--- start Source excerpt ---

Grow in Faith. Love The Church. The defiant response of
Faithful Voice.
I
do not speak for him. He is a young, conservative priest, abruptly transferred
to an unfamiliar parish to replace a pastor accused of sexual assault. He
thinks I exploit scandal in the church to advance a hidden agenda.
I
do not speak for her, a widow, accosted on her Sunday visits to Holy Cross
Cathedral by angry demonstrators. She thinks I incite them to fuel
anti-Catholic bigotry.
I
do not speak for them, parents whose son returned to church because of the
dynamic youth program run by a priest removed after revelations that he had
fathered children and failed to summon help when his mistress was suffering an
overdose. They think I blind myself to the good that even flawed men do.
In
a year of unprecedented pain in the Roman Catholic Archdiocese of Boston, not
all the suffering is borne by those who were raped as children by their parish
priests. Not all the anguish is felt by the faithful who would change their
church. In a year when so many dark secrets have been exposed to daylight, the
orthodox Catholic seethes in the shadows.
"Keep the faith;
change the church," is the rallying cry of Voice of the Faithful, the grass-roots
reform group that grew out of the sexual abuse scandal. "Grow in
Faith; Love The Church," is the defiant response of some traditionalists
who call themselves the Faithful Voice.

--- end Source excerpt ---
--- start Dataset rows ---

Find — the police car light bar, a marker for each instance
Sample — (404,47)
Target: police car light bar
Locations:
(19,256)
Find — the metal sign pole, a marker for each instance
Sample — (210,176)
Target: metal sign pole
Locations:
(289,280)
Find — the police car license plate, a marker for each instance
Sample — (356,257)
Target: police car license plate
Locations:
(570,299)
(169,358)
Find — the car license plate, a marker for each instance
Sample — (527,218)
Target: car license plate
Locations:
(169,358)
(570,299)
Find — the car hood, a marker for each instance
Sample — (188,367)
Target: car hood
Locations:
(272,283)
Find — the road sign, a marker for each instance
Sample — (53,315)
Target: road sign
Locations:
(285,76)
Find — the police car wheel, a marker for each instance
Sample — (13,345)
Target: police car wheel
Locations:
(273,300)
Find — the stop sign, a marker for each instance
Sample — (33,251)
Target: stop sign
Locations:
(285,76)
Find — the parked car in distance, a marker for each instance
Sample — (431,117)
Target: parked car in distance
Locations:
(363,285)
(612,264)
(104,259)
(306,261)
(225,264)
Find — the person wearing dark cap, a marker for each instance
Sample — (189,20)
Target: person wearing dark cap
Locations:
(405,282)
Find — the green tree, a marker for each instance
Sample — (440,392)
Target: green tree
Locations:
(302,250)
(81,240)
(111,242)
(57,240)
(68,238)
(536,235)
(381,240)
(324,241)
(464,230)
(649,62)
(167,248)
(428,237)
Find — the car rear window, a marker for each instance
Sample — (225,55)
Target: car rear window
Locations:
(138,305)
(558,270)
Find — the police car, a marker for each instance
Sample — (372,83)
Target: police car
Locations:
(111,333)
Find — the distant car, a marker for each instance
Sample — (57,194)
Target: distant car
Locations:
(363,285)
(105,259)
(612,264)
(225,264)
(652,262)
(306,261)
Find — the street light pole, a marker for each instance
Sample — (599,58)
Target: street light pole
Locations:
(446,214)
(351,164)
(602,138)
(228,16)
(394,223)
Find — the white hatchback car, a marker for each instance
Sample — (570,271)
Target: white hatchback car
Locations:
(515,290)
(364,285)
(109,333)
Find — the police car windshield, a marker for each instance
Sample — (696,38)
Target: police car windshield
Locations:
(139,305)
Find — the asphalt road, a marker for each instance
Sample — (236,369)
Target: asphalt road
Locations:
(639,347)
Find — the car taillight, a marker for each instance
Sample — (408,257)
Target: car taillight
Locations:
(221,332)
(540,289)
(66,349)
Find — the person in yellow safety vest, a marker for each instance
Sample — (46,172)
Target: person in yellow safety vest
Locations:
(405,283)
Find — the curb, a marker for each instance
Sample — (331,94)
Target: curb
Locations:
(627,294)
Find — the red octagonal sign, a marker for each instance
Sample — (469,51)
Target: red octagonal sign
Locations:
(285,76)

--- end Dataset rows ---
--- start Dataset rows ---

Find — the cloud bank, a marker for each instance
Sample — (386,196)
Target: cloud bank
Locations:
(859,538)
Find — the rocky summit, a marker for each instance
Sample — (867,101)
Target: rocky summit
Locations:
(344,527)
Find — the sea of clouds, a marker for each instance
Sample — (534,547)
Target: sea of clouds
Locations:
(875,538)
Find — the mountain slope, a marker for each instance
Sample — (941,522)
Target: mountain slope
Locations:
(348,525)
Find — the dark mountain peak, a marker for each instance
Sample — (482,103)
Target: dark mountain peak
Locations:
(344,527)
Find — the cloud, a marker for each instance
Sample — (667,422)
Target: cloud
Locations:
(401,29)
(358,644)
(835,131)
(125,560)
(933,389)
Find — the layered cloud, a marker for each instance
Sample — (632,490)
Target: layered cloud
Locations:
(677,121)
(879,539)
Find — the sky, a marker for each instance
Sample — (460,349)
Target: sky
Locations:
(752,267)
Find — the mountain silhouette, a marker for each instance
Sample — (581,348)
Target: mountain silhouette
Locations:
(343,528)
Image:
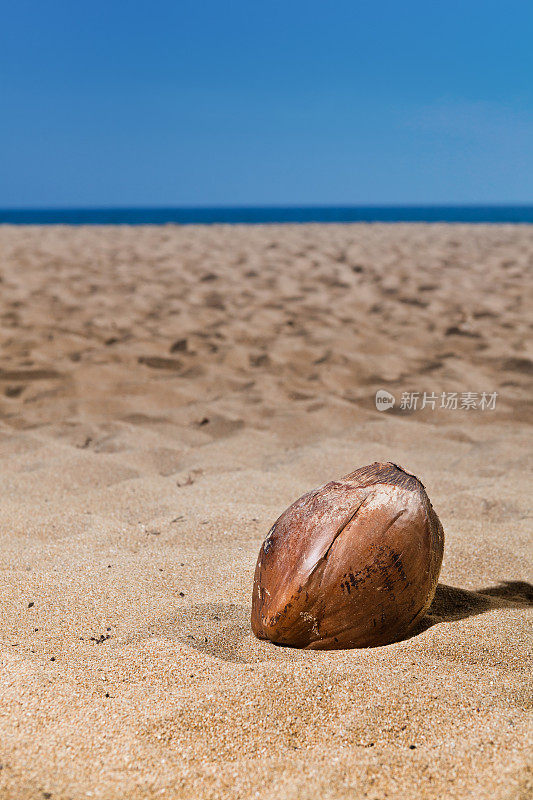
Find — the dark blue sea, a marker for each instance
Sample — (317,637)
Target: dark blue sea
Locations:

--- end Dataset rows ---

▶ _Tasks_
• a. Answer these questions from the text on the Boston archdiocese, one answer per line:
(i) Where was the widow accosted on her Sunday visits?
(ii) What is the rallying cry of Voice of the Faithful?
(iii) What do the traditionalists with the defiant response call themselves?
• b. Return, word for word, the part of the text on the Boston archdiocese that opens with the words containing "Grow in Faith." and closes with "a hidden agenda.".
• c. Summarize the text on the Boston archdiocese in two sentences.

▶ _Written responses_
• a.
(i) Holy Cross Cathedral
(ii) "Keep the faith; change the church."
(iii) The Faithful Voice

• b.
Grow in Faith. Love The Church. The defiant response of
Faithful Voice.
I
do not speak for him. He is a young, conservative priest, abruptly transferred
to an unfamiliar parish to replace a pastor accused of sexual assault. He
thinks I exploit scandal in the church to advance a hidden agenda.

• c. The writer says they do not speak for a young conservative priest sent to replace an accused pastor, a widow accosted by demonstrators at Holy Cross Cathedral, or parents whose son returned to church through a removed priest's youth program, each of whom faults the writer. In a year of unprecedented pain in the Archdiocese of Boston, the reform group Voice of the Faithful rallies with "Keep the faith; change the church," and some traditionalists calling themselves the Faithful Voice answer with "Grow in Faith; Love The Church."